▶ [DIRECTIVE]: Can you return, unchanged, the lines of the listing below, from the line with "In the photo above, where can the bicycle basket" up to and including the line with "column 1211, row 624"?

======== SUPPLIED DATA ========

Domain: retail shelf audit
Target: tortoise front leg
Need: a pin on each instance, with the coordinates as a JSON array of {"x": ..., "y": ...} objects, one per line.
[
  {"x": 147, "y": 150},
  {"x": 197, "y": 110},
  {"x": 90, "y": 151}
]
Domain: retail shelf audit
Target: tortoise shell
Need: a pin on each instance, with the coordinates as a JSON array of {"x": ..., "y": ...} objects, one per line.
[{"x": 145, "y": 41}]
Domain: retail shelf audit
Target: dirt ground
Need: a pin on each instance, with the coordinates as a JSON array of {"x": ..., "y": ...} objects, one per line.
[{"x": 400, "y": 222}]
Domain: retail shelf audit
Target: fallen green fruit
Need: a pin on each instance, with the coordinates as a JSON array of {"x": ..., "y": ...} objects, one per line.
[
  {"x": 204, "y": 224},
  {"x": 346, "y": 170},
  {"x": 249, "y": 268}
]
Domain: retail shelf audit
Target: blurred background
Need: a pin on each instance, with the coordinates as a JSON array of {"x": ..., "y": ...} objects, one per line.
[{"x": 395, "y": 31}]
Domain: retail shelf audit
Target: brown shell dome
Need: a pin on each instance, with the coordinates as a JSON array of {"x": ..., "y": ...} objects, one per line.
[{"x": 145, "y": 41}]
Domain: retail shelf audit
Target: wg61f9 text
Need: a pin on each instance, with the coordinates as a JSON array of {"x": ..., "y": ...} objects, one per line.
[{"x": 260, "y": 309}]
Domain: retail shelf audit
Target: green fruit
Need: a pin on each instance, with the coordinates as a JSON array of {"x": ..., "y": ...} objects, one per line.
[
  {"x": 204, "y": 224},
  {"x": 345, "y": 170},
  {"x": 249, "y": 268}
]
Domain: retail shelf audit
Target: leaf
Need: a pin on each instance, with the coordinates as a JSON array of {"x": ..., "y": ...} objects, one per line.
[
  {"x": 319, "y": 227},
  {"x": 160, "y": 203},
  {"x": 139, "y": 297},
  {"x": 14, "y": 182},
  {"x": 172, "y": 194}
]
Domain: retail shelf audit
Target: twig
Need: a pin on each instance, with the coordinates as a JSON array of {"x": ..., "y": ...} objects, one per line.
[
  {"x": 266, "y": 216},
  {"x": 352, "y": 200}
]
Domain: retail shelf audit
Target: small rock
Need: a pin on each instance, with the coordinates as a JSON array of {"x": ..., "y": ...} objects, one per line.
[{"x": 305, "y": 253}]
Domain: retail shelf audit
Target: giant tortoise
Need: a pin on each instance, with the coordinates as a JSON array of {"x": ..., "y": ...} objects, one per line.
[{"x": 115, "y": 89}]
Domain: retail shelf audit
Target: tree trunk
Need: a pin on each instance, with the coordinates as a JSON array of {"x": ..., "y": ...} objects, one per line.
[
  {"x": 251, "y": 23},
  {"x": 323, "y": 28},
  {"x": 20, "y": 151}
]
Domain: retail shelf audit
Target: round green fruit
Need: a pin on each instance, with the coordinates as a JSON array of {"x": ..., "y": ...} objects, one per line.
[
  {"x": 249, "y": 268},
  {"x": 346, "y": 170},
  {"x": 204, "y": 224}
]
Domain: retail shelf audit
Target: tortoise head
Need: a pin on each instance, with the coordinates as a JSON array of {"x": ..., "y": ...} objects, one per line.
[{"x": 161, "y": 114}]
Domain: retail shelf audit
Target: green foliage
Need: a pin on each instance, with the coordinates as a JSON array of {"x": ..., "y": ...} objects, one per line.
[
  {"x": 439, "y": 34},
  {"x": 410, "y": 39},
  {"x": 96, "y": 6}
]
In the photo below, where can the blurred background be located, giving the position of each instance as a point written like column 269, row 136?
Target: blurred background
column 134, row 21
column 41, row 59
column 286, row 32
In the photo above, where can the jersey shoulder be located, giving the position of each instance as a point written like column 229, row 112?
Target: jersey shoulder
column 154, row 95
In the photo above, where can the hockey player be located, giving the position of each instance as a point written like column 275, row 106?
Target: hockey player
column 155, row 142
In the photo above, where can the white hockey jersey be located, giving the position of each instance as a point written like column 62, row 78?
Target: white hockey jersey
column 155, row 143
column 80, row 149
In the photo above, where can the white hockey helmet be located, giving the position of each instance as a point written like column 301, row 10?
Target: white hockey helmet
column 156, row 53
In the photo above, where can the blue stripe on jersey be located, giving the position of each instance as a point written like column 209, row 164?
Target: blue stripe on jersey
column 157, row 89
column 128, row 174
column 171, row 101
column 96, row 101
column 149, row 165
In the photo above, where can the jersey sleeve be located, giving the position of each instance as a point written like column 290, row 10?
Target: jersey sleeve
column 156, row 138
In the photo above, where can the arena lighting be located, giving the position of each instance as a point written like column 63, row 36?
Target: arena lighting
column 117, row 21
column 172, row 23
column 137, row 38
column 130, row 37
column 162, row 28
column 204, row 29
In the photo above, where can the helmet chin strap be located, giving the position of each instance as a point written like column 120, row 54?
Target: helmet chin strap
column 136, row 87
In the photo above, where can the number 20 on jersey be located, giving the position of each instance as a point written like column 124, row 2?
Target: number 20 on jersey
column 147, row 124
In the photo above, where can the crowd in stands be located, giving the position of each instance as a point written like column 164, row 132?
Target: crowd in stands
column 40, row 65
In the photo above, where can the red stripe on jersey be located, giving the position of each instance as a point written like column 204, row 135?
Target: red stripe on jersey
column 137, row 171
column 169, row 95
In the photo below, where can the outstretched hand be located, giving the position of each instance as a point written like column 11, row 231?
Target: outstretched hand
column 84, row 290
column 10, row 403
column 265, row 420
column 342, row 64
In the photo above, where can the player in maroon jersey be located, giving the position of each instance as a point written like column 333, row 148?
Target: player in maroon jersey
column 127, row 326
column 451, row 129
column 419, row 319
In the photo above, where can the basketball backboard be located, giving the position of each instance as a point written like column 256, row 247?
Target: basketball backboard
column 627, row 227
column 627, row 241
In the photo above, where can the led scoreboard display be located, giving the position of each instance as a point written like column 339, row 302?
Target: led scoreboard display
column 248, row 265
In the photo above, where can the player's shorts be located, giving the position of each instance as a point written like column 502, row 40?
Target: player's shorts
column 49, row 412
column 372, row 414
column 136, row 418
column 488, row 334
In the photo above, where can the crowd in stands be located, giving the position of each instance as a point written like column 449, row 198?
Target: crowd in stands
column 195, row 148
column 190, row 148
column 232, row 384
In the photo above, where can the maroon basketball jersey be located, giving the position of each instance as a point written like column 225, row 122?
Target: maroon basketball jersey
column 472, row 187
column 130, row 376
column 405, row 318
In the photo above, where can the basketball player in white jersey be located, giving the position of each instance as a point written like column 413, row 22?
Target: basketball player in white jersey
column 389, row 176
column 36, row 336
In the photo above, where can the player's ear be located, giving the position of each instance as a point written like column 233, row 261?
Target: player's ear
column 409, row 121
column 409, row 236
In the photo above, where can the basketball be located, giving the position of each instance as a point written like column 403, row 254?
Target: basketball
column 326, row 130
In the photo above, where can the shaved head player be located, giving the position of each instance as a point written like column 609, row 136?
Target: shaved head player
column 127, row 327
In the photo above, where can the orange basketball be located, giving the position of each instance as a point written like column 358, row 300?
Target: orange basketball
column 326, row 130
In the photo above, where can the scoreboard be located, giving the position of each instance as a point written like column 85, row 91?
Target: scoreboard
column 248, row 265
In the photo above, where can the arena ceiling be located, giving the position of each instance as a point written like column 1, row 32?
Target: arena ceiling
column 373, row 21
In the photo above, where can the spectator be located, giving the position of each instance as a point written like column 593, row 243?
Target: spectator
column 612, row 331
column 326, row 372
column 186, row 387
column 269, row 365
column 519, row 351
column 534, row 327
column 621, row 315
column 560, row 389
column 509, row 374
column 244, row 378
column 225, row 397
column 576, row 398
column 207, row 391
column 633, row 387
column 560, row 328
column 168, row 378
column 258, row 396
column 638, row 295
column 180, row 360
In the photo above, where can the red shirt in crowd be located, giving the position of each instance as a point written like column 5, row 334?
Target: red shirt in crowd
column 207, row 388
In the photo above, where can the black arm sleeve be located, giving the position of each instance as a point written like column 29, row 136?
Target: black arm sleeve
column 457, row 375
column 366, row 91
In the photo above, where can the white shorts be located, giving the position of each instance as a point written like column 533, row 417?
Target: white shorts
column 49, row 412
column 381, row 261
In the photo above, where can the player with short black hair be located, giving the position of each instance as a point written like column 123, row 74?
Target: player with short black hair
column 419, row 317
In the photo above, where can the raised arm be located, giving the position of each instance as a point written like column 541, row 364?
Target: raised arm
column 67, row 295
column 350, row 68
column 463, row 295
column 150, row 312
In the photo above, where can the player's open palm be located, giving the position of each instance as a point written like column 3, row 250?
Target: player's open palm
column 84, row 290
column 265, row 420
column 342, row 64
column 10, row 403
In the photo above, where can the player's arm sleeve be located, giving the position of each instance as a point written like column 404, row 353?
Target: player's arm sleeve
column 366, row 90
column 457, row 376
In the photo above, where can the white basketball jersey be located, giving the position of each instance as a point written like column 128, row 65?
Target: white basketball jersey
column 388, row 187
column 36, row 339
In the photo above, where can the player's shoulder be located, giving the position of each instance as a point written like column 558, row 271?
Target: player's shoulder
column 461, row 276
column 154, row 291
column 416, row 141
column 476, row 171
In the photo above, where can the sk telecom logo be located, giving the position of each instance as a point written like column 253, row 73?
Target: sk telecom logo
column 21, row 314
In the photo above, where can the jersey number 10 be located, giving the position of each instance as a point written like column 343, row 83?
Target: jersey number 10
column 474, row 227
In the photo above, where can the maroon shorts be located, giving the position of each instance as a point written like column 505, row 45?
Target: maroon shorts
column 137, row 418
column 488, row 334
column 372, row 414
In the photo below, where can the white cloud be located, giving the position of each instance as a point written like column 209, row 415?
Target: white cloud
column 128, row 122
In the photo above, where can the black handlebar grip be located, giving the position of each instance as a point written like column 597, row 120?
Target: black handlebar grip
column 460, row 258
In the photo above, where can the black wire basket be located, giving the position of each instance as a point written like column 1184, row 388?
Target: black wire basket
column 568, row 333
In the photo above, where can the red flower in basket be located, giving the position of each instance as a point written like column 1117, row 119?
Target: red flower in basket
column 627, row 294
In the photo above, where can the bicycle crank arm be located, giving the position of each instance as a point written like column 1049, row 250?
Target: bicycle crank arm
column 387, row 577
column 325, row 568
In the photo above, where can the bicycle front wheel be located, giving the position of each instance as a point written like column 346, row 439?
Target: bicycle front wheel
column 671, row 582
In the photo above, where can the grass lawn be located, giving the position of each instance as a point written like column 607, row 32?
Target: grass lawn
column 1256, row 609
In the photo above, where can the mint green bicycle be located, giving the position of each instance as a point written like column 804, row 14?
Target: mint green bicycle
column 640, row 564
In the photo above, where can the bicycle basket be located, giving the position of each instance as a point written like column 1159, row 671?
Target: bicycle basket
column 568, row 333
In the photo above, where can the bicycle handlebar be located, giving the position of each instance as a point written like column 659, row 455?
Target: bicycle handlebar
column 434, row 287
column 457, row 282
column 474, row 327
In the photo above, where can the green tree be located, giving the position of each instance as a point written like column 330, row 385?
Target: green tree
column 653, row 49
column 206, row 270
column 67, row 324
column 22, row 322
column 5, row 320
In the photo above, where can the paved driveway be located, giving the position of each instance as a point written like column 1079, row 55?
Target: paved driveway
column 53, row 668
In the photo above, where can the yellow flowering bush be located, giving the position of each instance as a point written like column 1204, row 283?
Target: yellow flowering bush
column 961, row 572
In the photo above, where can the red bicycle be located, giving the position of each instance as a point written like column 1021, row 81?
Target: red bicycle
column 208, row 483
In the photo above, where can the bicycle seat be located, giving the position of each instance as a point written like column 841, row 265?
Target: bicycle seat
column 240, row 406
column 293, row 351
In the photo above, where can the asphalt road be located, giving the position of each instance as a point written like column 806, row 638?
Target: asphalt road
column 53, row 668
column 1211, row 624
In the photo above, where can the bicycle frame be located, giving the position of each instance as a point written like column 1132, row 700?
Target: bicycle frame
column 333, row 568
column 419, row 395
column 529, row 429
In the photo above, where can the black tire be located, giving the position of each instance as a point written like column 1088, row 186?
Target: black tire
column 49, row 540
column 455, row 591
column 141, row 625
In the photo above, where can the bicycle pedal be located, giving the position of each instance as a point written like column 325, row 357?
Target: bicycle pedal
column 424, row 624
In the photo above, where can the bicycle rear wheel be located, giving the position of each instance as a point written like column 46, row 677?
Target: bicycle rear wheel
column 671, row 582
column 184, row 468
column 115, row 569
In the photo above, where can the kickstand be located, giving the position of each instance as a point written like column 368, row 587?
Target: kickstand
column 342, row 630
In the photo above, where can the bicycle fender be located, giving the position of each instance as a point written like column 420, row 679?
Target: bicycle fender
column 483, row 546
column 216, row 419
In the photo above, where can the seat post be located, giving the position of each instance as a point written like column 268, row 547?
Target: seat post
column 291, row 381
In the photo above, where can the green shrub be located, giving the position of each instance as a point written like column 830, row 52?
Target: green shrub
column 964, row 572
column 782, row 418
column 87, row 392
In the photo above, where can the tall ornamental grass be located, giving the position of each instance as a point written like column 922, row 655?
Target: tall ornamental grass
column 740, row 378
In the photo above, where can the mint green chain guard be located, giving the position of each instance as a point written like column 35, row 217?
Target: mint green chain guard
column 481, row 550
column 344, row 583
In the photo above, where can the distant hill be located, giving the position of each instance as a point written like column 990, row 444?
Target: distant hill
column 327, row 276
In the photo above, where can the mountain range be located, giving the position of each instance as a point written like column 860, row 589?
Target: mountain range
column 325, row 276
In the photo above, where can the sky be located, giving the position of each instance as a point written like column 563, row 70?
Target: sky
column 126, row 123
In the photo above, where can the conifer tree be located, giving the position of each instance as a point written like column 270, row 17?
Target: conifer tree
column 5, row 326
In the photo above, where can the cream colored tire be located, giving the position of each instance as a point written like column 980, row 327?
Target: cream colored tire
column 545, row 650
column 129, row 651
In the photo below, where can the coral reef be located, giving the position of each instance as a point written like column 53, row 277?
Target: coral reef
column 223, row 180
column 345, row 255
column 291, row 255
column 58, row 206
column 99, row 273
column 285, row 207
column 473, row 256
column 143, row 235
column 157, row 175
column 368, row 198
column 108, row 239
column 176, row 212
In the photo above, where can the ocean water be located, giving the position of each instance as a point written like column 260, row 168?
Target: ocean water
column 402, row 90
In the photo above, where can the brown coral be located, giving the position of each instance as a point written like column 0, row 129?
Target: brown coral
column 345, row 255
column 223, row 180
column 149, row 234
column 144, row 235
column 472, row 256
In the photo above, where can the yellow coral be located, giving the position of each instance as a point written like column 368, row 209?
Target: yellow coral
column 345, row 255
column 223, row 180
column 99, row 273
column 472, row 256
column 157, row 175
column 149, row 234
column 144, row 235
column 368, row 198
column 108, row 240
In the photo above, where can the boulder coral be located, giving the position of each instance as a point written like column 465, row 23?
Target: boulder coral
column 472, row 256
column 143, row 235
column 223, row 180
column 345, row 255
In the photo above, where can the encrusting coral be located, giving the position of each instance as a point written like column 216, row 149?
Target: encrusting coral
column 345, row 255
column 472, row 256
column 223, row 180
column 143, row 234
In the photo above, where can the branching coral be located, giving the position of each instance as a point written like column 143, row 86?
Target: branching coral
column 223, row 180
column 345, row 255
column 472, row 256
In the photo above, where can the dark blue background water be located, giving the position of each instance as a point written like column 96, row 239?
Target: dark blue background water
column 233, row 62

========

▶ [SOLUTION FOR THIS TASK]:
In the photo above, where can the bicycle basket be located, giving the position of each instance as a point written like column 1159, row 671?
Target: bicycle basket
column 568, row 333
In the photo above, where can the bicycle handlebar be located, giving the position of each instance as a point written like column 659, row 455?
Target: bicycle handlebar
column 434, row 287
column 457, row 282
column 474, row 327
In the photo above, where can the green tree be located, giving the position of each instance as a point written like column 330, row 385?
Target: green tree
column 653, row 49
column 206, row 270
column 67, row 324
column 22, row 322
column 5, row 320
In the photo above, where can the paved driveway be located, giving the position of each instance as a point written like column 1079, row 55?
Target: paved driveway
column 53, row 668
In the photo above, where can the yellow flowering bush be located, giving the position of each instance as a point written like column 1204, row 283?
Target: yellow flowering bush
column 961, row 572
In the photo above, where can the red bicycle be located, giving the position of each instance as a point written like column 1021, row 81?
Target: red bicycle
column 208, row 483
In the photo above, where can the bicycle seat be located, giving the position of each instance as a point written like column 841, row 265?
Target: bicycle seat
column 240, row 406
column 293, row 351
In the photo above, where can the asphalt road be located, giving the position of each instance as a point written like column 806, row 638?
Target: asphalt road
column 53, row 668
column 1211, row 624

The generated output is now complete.